[Data extract]:
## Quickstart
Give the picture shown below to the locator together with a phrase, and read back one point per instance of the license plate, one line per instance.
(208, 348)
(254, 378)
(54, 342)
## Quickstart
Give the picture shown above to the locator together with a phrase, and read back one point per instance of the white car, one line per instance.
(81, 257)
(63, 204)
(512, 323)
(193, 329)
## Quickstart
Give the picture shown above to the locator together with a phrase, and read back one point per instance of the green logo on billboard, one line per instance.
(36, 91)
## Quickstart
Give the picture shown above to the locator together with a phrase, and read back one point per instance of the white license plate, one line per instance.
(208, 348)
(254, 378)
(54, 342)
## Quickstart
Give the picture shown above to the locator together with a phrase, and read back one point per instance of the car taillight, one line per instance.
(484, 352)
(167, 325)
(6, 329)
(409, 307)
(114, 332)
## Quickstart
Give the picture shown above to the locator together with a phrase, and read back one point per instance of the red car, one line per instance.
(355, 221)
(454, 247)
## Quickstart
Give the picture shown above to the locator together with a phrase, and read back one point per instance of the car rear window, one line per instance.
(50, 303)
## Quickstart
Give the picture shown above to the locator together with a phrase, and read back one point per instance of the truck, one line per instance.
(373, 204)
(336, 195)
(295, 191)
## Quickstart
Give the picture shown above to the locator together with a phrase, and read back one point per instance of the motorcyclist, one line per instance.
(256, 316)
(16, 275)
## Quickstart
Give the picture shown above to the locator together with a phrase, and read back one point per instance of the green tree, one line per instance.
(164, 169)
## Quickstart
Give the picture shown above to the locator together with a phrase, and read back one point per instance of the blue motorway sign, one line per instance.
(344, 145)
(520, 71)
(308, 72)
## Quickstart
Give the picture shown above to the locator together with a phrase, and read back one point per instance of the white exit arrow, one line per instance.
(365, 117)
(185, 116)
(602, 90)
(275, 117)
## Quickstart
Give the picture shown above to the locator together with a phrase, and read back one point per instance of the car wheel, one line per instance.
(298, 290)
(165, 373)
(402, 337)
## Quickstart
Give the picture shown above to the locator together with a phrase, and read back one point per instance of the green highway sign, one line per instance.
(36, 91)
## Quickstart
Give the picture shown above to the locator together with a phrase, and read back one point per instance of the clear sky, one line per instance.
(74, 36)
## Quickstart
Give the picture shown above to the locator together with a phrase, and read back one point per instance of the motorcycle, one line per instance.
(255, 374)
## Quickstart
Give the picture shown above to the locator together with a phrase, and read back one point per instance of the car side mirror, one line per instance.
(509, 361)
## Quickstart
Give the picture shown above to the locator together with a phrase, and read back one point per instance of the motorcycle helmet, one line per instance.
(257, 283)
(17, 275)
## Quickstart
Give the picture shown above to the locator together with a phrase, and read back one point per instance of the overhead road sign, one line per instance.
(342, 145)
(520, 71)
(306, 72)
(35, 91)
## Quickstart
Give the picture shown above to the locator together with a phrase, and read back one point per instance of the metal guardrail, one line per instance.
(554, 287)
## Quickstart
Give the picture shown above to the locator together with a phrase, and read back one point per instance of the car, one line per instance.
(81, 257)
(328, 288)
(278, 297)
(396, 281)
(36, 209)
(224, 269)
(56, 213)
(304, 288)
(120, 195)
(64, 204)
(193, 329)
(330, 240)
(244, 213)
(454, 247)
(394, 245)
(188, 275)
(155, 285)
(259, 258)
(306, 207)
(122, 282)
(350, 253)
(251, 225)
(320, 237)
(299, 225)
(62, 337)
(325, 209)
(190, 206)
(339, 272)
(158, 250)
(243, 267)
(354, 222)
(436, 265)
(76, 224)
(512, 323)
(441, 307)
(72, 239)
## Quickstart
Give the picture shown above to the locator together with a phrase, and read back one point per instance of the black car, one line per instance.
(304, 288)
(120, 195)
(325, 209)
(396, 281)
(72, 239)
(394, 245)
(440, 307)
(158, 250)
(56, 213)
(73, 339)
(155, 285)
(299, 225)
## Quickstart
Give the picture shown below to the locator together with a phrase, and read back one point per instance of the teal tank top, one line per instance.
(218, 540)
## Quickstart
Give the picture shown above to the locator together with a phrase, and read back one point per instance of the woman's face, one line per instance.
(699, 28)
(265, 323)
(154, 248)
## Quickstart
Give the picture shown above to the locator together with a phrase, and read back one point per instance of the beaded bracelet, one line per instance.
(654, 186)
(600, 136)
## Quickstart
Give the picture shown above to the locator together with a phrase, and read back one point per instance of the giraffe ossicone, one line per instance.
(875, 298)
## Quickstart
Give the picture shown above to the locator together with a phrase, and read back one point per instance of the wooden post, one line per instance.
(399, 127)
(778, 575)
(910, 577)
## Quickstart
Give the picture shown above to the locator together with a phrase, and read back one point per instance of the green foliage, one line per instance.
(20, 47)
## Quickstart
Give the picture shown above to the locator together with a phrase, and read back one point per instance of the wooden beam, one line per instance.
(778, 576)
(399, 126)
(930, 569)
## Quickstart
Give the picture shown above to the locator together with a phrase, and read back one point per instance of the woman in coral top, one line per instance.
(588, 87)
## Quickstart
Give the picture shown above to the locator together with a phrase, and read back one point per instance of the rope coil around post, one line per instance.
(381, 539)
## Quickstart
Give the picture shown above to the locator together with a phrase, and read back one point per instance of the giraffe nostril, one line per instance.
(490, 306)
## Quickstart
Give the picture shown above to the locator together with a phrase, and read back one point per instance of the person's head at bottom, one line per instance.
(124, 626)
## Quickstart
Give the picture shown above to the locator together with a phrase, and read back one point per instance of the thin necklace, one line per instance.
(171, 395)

[What you are asked to do]: Repeat the material above in full so that each line matches the original exactly.

[Response to this exercise]:
## Quickstart
Give the picture shown below to the locator together with a phrase, and read back one point per instance of the license plate, one line per instance.
(208, 348)
(254, 378)
(54, 342)
## Quickstart
Give the picture shown above to the locator together with a phrase, and read back one point per instance of the white car, one line per instance.
(81, 257)
(63, 204)
(512, 323)
(193, 329)
## Quickstart
Give the picture shown above to the locator together with a phrase, and read back one point per instance of the green logo on billboard, one line per instance.
(36, 91)
## Quickstart
Give the picture shown above to the locator together with a phrase, and read back one point per instance of the white license plate, one line per instance.
(208, 348)
(254, 378)
(54, 342)
## Quickstart
Give the picture shown above to the locator together with a phrase, and read back one point per instance of the car taillight, one line per instance.
(484, 352)
(167, 325)
(6, 329)
(409, 307)
(114, 332)
## Quickstart
Give the picture shown above to the locator together with a phrase, and read back one point per instance of the red car, one line per instance.
(355, 221)
(454, 247)
## Quickstart
Give the picture shown above to the locator together with a phrase, and read back one point per instance of the car rear window, one line per instance.
(50, 303)
## Quickstart
Give the picture shown above to the locator together with a phrase, and read back one point per instance of the truck, one line per instance.
(373, 204)
(336, 195)
(295, 191)
## Quickstart
Give the picture shown above to the locator together with a phrase, and read back one point per instance of the motorcyclist, one line per instance.
(256, 316)
(16, 275)
## Quickstart
Give the picture shown above to the locator together with a phrase, and read back one point per instance of the green tree, one line per instance.
(164, 169)
## Quickstart
Give the picture shown above to the locator together with a phrase, and read back one point per instance of the blue motorway sign, one line per instance.
(344, 145)
(520, 71)
(308, 72)
## Quickstart
Give the picture shown above to the locator together with a phrase, and read back one point per instance of the white exit arrow, one line per instance.
(365, 117)
(185, 116)
(602, 90)
(275, 117)
## Quickstart
Give the picture shown above to the locator together with a phrase, and read back one point per instance of the car wheel, one line per instance.
(298, 290)
(165, 373)
(402, 337)
## Quickstart
Give the picture shown above to the locator together with a phrase, and read back one point per instance of the green highway sign, one line per instance.
(36, 91)
## Quickstart
Give the picture shown above to the locator together with a phrase, and read back one point per instance of the clear sky, one line per instance.
(74, 36)
## Quickstart
Give the picture shown above to the locator together with a phrase, and read back one point per instance of the motorcycle, one line per instance.
(255, 374)
## Quickstart
Give the picture shown above to the locator together with a phrase, and read back one point per instance of the car side mirror, one line per instance.
(509, 361)
## Quickstart
Give the picture shown above to the locator together with a phrase, and read back one point per instance of the motorcycle helmet, one line per instance.
(257, 283)
(17, 275)
## Quickstart
Give the picture shown above to the locator together with a phrase, and read back one point per instance of the overhead road sign, one line per instance.
(342, 145)
(520, 71)
(306, 72)
(35, 91)
## Quickstart
Give the picture shown above to the locator together with a phrase, and read back one point per instance of the metal guardrail, one line per instance.
(554, 287)
## Quickstart
Give the picture shown above to the locator together with a phrase, and read back one point per instance of the car, one line per instance.
(81, 257)
(328, 288)
(278, 297)
(396, 281)
(36, 209)
(224, 269)
(56, 213)
(304, 288)
(120, 195)
(64, 204)
(193, 329)
(330, 240)
(244, 213)
(454, 247)
(394, 245)
(188, 275)
(155, 285)
(259, 258)
(306, 207)
(122, 282)
(350, 253)
(251, 225)
(320, 237)
(299, 225)
(62, 337)
(325, 209)
(190, 206)
(339, 272)
(158, 250)
(243, 267)
(354, 222)
(436, 265)
(76, 224)
(512, 323)
(441, 307)
(72, 239)
## Quickstart
Give the picture shown above to the locator together with a phrase, and read back one point per instance of the black car, one line per instance.
(304, 288)
(120, 195)
(325, 209)
(396, 281)
(72, 239)
(394, 245)
(440, 307)
(158, 250)
(56, 213)
(73, 339)
(155, 285)
(299, 225)
## Quickstart
Give the picture shown below to the locator together with a phrase, and read back one point per instance of the teal tank top, one line per instance.
(218, 540)
## Quickstart
Give the picture shown above to the locator together with a phrase, and read back one point per instance of the woman's face, one line per instance.
(699, 28)
(265, 323)
(154, 248)
## Quickstart
Give the picture shown above to the locator together with a phrase, and read back one point per instance of the beaded bracelet, one line per instance.
(654, 186)
(600, 136)
## Quickstart
Give the picture shown above to the locator together with a phrase, and read back one point per instance of the giraffe ossicone, one line per instance.
(875, 298)
## Quickstart
Give the picture shown above to the locator together with a phrase, and read back one point per instance of the wooden post, one line per instance.
(399, 127)
(778, 575)
(910, 577)
## Quickstart
Give the picture shown above to the locator together with a phrase, and read back one point per instance of the green foliage, one line per instance.
(20, 47)
## Quickstart
Give the picture shown above to the locator together with a phrase, and read back one point per instance of the wooden beam, one line per instance.
(778, 576)
(399, 126)
(930, 569)
## Quickstart
Give the picture shown above to the locator together with a phrase, and read back one point per instance of the woman in coral top, one line per instance.
(588, 87)
## Quickstart
Give the picture shown above to the locator together with a phrase, and read back one point per instance of the rope coil around post, one line per instance.
(381, 539)
## Quickstart
Give the picture shown above to the locator together with a phrase, and read back one point per instance of the giraffe nostril, one line per instance.
(490, 306)
## Quickstart
Give the picture shown above to the locator together with a phrase, and read back one point per instance of the person's head at bottom, one line per instance.
(124, 626)
## Quickstart
Give the picture shown above to the locator together with a phrase, and read back one point per instance of the thin necklace, one line per instance.
(171, 395)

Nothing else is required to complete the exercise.